Document:
____

Chorizo with spinach and garlic

Some of the best meals are the ones that have the most minimal of ingredients – simplicity is a virtue best found in food (as opposed to people). It allows each ingredient to individually grab its five minutes of fame on the centre stage of your plate, whilst still providing an all singing all dancing ensemble for you to savour.

I had the weekend to myself and so indulged in quite a lot of food related activities – my default pastime when nothing else is occupying my hands or mind. Making cakes, catching up on this months Delicious magazine, planning meals for the week, booking tables at restaurants, and so on. Time on my own often entices me to succumb to my every whim and fancy on the culinary front. I already knew on Friday that I’d want this dish for lunch on the Sunday, one my mum used to make often when I was younger. It has four ingredients and is really quite delicious. It doesn’t get much simpler.

Spinach, garlic and chorizo with bread

A perfect weekend lunch or very quick dinner.

Serves 2

Two small sausages of chorizo
4-8 cloves or garlic (I’m always heavy handed – choose to taste)
200g spinach
Quality bread

Toast your bread under the grill while you get on with the below.

____

Data section:
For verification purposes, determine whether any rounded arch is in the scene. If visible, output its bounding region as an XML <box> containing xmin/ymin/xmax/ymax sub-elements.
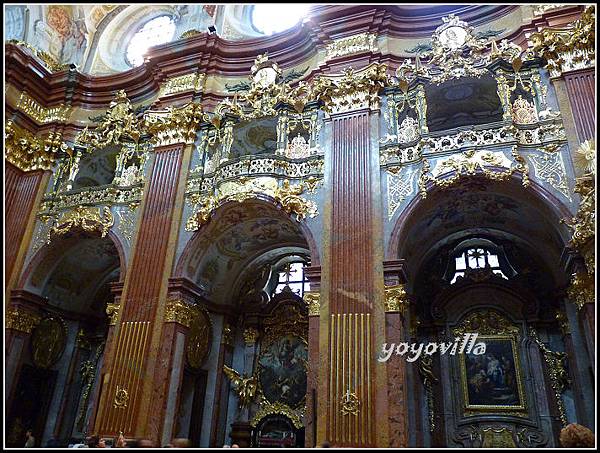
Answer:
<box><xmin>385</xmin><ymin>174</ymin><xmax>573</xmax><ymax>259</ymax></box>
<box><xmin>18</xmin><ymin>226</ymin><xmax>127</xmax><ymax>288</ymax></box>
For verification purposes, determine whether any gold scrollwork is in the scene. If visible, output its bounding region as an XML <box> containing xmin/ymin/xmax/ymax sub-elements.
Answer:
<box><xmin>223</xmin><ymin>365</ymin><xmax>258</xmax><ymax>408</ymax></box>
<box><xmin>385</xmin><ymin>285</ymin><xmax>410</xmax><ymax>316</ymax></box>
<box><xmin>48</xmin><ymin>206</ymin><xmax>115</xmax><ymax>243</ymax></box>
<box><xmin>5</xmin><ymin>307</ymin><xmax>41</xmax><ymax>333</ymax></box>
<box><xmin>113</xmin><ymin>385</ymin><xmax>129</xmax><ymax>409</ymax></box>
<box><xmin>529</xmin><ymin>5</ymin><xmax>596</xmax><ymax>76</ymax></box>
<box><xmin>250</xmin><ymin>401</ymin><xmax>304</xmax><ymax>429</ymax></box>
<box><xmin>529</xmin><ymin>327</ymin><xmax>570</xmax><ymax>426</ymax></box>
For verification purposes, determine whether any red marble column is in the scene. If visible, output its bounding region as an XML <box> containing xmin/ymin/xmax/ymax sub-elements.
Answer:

____

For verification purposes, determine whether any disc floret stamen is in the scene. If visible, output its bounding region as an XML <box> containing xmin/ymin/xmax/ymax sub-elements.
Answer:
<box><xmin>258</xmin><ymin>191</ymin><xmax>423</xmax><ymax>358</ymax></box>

____

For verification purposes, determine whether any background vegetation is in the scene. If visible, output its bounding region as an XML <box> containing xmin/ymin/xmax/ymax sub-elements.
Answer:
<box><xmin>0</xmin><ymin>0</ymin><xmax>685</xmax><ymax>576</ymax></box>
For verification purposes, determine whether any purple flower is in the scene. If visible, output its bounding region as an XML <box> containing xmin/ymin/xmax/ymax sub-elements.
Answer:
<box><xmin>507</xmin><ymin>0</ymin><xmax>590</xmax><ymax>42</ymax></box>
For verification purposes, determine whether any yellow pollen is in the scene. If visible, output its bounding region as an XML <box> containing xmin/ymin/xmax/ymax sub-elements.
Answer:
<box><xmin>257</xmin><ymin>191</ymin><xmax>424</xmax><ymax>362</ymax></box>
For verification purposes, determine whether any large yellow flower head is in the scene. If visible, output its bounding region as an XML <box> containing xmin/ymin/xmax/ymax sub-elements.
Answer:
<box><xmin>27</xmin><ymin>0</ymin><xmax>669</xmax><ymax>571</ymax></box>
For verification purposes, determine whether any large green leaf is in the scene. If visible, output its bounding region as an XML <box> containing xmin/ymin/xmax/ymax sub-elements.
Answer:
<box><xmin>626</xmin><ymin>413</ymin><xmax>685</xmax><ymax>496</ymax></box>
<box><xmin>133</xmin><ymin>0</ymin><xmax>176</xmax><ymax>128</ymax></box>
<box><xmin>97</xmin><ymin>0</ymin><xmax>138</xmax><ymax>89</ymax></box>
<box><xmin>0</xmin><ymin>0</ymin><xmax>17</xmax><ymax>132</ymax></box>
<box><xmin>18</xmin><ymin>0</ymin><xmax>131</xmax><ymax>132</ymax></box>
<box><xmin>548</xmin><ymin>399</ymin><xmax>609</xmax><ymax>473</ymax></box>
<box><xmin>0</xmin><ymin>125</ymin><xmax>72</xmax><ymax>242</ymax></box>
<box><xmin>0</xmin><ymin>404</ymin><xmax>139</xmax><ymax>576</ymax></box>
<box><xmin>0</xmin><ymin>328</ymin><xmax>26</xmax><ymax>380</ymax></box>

____

Goal:
Revise the part of the chorizo recipe text above that opens with the words "I had the weekend" and closes with "with the below.", replacing "grill" with "broiler".

In response:
I had the weekend to myself and so indulged in quite a lot of food related activities – my default pastime when nothing else is occupying my hands or mind. Making cakes, catching up on this months Delicious magazine, planning meals for the week, booking tables at restaurants, and so on. Time on my own often entices me to succumb to my every whim and fancy on the culinary front. I already knew on Friday that I’d want this dish for lunch on the Sunday, one my mum used to make often when I was younger. It has four ingredients and is really quite delicious. It doesn’t get much simpler.

Spinach, garlic and chorizo with bread

A perfect weekend lunch or very quick dinner.

Serves 2

Two small sausages of chorizo
4-8 cloves or garlic (I’m always heavy handed – choose to taste)
200g spinach
Quality bread

Toast your bread under the broiler while you get on with the below.